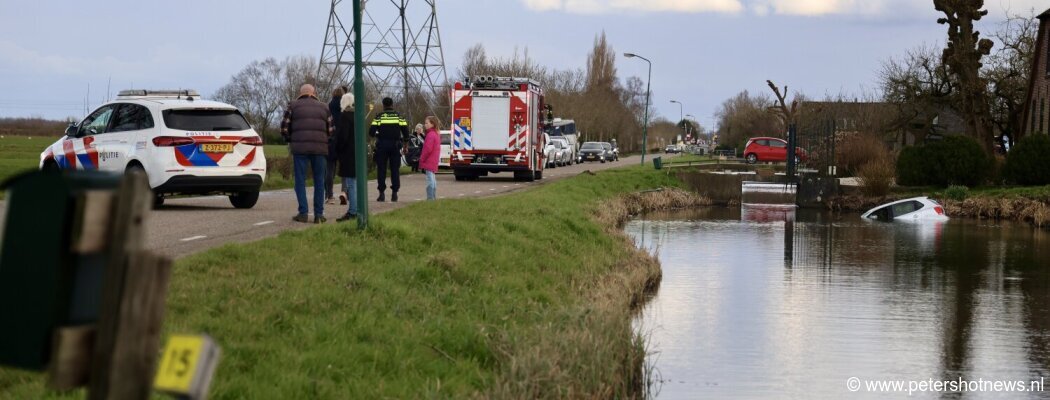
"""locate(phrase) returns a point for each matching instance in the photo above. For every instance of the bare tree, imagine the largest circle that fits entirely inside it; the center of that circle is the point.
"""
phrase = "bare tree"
(1008, 72)
(963, 58)
(255, 90)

» Written task: Copy the entries above, replacing every "bare tree" with "leafless tree" and leaving everything else unchanged. Leave the pictures out of your copy.

» Expected output:
"""locate(phrase) returns a point for each matching instance in the photo above. For every instance of the leafless tree, imagine the largest circle that fits entirely inside it; the center of that circle is the point.
"""
phrase = "leafless tree"
(1008, 72)
(963, 58)
(255, 90)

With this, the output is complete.